## Requisitos
Reúna todas as linhas da listagem abaixo que contêm a palavra "running", levando em conta a distinção entre maiúsculas e minúsculas.

Registros de um conjunto de marcação de pontos:

━━━━━━━━

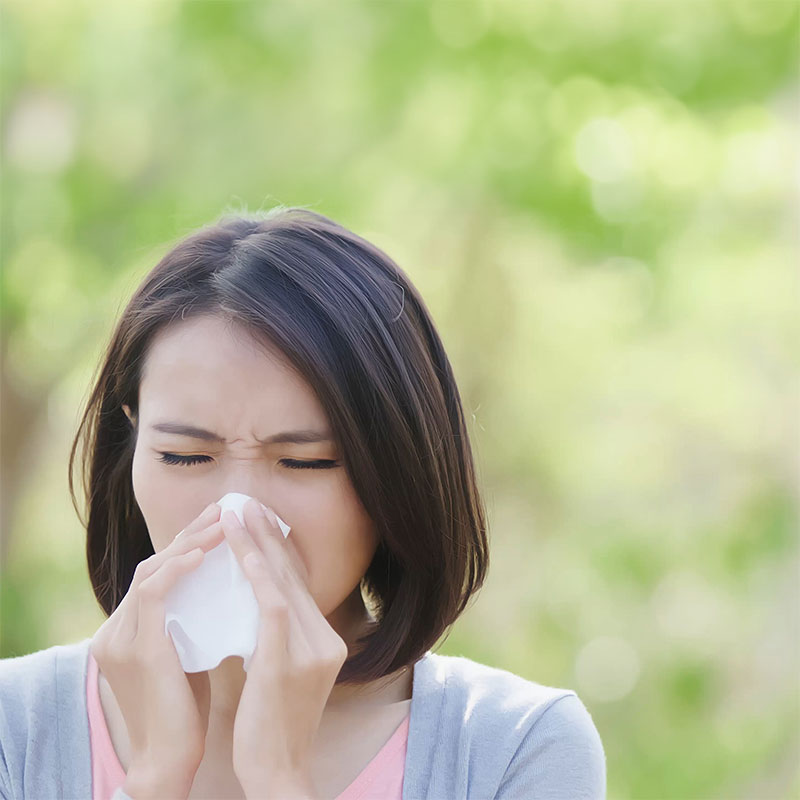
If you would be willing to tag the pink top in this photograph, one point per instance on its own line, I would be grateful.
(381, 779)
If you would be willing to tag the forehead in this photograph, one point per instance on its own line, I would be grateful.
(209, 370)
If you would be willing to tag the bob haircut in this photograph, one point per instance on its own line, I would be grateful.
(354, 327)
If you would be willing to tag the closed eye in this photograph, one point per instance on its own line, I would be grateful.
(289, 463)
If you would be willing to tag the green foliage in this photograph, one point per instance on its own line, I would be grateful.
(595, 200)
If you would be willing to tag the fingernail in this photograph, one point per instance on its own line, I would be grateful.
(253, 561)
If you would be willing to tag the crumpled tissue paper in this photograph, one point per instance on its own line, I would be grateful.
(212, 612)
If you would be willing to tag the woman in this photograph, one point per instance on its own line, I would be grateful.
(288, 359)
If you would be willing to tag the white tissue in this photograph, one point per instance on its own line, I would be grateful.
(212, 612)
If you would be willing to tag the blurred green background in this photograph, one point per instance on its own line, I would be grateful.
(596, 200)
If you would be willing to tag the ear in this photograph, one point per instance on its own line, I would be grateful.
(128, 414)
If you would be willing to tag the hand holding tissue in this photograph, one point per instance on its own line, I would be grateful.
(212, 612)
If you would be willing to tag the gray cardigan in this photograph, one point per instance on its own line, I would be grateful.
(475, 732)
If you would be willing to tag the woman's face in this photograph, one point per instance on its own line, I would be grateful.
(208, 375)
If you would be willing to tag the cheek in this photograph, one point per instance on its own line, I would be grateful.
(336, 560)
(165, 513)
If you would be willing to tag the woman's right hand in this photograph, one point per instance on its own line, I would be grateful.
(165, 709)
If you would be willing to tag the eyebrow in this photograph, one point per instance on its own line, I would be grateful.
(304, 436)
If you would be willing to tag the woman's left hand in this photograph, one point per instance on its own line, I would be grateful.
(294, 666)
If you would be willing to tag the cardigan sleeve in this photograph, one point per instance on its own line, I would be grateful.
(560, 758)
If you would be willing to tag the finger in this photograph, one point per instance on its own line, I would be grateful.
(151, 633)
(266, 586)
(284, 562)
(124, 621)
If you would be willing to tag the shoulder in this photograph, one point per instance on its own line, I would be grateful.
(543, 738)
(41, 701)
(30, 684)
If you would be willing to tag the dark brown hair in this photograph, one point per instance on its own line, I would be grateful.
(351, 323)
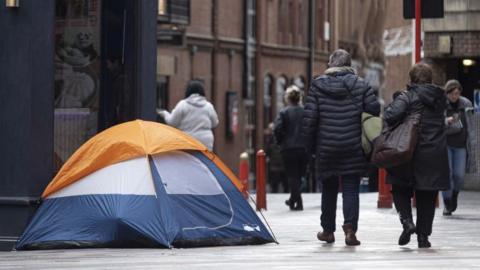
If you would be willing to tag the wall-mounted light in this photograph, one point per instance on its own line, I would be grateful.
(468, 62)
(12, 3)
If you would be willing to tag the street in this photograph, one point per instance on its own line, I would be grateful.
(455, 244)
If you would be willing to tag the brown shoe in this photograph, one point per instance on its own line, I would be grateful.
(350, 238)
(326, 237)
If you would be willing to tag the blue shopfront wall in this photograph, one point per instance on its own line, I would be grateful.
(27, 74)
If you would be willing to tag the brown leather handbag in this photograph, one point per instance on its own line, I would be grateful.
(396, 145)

━━━━━━━━

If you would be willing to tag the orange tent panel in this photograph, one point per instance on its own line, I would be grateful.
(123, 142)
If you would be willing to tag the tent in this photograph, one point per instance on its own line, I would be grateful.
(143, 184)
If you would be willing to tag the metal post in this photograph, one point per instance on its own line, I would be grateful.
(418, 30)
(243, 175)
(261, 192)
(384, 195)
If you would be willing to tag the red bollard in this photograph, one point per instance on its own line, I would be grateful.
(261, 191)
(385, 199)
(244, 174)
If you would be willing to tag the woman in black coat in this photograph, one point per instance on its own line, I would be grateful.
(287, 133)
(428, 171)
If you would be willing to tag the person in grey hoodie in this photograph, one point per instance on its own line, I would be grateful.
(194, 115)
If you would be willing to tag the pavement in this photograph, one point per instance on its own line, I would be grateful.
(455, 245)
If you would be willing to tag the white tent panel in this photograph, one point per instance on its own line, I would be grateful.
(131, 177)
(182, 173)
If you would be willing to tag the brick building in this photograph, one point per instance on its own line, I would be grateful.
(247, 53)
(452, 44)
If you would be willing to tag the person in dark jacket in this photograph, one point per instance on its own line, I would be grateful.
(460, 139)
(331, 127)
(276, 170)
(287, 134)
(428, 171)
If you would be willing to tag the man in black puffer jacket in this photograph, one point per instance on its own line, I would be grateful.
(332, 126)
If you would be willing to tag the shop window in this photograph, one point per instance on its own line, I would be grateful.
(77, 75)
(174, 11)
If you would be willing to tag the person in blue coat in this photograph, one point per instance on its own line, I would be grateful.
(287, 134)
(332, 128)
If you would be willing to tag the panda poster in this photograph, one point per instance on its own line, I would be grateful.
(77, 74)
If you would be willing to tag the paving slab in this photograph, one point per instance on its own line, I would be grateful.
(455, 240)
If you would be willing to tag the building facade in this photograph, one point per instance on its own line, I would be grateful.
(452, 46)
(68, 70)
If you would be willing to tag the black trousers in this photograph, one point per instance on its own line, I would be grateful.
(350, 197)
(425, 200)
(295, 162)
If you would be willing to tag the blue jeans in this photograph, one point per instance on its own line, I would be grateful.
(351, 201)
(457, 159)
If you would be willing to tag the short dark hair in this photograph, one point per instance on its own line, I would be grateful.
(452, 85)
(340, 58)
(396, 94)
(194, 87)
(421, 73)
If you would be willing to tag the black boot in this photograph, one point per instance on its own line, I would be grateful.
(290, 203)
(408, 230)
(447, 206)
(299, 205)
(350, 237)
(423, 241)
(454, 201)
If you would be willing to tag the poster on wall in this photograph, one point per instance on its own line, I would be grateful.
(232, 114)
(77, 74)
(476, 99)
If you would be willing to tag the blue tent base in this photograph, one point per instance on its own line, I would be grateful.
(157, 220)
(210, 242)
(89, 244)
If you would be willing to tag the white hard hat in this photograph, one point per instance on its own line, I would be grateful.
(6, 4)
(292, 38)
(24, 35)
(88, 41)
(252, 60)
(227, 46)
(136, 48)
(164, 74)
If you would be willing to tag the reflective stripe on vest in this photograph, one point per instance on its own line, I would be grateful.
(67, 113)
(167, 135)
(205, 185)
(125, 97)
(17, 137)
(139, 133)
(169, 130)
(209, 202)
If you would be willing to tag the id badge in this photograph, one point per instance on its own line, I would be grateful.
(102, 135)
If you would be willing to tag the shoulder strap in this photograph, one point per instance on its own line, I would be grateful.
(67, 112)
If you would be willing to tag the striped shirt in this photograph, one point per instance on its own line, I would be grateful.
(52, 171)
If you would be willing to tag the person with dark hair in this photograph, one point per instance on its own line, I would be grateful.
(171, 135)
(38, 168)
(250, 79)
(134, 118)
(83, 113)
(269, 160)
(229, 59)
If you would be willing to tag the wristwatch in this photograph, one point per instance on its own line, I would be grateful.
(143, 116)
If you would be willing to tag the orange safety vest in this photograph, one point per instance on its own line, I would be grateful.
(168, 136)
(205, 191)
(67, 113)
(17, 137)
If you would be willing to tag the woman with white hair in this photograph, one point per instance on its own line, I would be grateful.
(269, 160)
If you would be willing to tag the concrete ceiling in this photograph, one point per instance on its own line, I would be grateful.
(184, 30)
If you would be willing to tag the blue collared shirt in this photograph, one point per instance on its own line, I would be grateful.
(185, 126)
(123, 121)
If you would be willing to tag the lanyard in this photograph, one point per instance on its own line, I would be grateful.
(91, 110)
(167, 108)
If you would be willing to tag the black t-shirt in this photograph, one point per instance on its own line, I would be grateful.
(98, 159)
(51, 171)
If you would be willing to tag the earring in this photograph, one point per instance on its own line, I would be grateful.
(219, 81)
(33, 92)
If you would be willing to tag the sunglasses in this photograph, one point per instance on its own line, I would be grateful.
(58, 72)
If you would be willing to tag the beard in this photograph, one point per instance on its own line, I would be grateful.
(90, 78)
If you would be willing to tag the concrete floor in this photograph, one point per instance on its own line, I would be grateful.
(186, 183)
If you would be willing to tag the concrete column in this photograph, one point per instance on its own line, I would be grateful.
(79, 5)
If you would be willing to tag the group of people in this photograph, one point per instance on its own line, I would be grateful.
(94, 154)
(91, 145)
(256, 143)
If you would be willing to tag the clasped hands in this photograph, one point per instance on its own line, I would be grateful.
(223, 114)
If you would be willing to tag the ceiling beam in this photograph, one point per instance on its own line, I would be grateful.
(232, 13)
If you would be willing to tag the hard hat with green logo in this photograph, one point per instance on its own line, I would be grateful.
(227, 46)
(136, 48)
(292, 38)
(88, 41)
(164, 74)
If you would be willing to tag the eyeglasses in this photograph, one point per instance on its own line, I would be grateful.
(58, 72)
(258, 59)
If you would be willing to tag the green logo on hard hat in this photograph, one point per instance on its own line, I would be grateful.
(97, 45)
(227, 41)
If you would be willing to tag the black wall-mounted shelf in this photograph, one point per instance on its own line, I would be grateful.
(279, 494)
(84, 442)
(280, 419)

━━━━━━━━

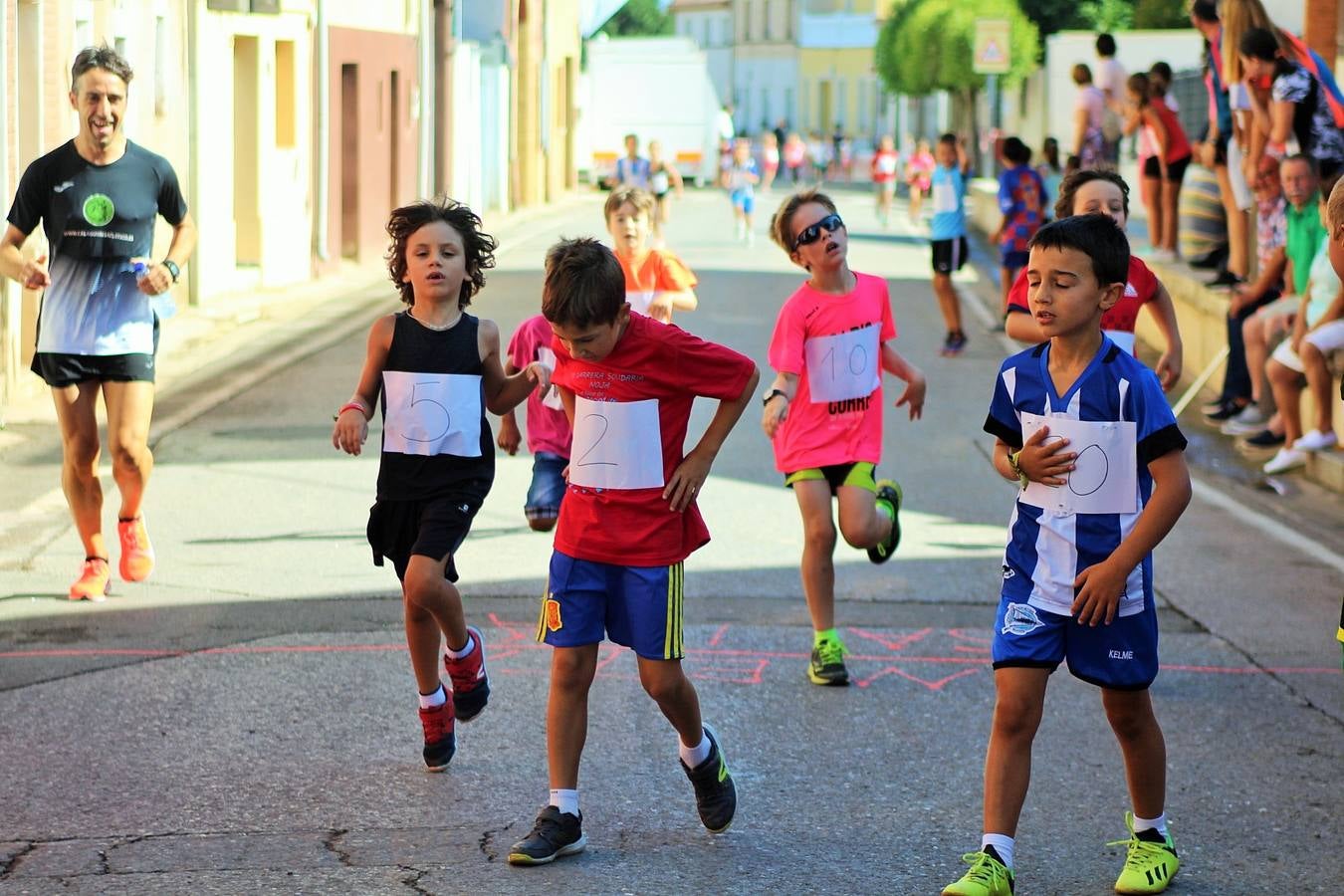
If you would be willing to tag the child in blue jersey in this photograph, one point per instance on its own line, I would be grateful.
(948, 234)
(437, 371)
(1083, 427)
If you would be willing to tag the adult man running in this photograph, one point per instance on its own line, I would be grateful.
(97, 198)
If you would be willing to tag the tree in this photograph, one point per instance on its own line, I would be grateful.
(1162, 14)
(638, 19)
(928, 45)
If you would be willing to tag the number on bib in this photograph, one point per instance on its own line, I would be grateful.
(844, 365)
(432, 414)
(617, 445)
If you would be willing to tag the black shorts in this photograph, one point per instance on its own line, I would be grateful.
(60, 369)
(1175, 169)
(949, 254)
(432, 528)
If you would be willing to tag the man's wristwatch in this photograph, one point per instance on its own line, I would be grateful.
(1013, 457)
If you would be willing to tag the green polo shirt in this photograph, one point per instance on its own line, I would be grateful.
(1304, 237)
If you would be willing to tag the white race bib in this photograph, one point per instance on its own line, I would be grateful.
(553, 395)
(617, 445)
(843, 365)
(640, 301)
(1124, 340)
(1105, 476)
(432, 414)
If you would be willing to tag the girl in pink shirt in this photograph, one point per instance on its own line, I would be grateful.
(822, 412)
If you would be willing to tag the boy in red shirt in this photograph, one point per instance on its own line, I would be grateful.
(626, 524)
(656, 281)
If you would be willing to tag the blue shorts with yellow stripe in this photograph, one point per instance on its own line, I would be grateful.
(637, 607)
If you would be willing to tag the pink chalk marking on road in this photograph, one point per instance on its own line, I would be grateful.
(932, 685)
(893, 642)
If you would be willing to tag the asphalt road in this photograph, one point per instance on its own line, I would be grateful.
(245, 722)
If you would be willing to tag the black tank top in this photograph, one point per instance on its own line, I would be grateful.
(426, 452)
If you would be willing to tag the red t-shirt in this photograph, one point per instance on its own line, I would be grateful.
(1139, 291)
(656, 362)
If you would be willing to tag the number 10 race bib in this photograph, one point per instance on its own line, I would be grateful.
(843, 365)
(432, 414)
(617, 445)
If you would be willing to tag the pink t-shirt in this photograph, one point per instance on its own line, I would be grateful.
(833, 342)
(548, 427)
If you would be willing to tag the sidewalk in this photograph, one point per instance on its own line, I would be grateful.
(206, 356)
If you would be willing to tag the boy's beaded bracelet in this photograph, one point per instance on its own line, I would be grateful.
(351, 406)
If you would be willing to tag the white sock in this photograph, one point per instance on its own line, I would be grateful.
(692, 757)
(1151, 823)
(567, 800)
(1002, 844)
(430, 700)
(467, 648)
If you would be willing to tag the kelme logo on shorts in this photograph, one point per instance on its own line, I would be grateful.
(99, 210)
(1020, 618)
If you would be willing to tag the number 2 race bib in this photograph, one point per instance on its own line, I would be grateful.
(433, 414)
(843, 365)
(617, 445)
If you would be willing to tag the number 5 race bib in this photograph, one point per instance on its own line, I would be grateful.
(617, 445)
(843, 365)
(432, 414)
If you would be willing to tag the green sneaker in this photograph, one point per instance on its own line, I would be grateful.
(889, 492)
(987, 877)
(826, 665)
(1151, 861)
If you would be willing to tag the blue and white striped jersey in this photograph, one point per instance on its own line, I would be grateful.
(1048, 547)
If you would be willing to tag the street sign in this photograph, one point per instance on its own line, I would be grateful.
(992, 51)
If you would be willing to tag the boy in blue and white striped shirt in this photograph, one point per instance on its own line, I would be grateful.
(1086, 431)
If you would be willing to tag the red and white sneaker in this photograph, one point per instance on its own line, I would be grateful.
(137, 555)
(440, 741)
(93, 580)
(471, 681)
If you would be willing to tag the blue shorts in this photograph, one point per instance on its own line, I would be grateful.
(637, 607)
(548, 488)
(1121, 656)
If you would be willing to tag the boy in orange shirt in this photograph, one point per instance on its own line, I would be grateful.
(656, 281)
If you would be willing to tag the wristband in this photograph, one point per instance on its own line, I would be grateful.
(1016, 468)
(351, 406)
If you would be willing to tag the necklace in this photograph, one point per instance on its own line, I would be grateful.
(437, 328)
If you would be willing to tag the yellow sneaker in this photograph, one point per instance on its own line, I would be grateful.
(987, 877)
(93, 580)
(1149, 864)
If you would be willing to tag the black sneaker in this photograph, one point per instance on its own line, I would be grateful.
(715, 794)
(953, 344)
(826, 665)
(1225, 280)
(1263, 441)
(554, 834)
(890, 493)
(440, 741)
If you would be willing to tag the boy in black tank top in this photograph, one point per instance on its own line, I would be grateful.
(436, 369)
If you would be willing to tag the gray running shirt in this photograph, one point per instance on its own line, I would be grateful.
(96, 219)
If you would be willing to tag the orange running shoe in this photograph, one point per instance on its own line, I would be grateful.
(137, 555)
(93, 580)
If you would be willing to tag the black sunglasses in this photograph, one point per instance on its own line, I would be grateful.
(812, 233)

━━━━━━━━

## Resultado
If you would be willing to tag the adult man running in this photograph, one point per instance on its own line, I would be grateful.
If you would be willing to tag the gray running shirt in this photograph, one point per instance on its own line, I would be grateful.
If you would be willing to tag the orange running shoe in this photograph, one point per instance on its own line, I would be grateful.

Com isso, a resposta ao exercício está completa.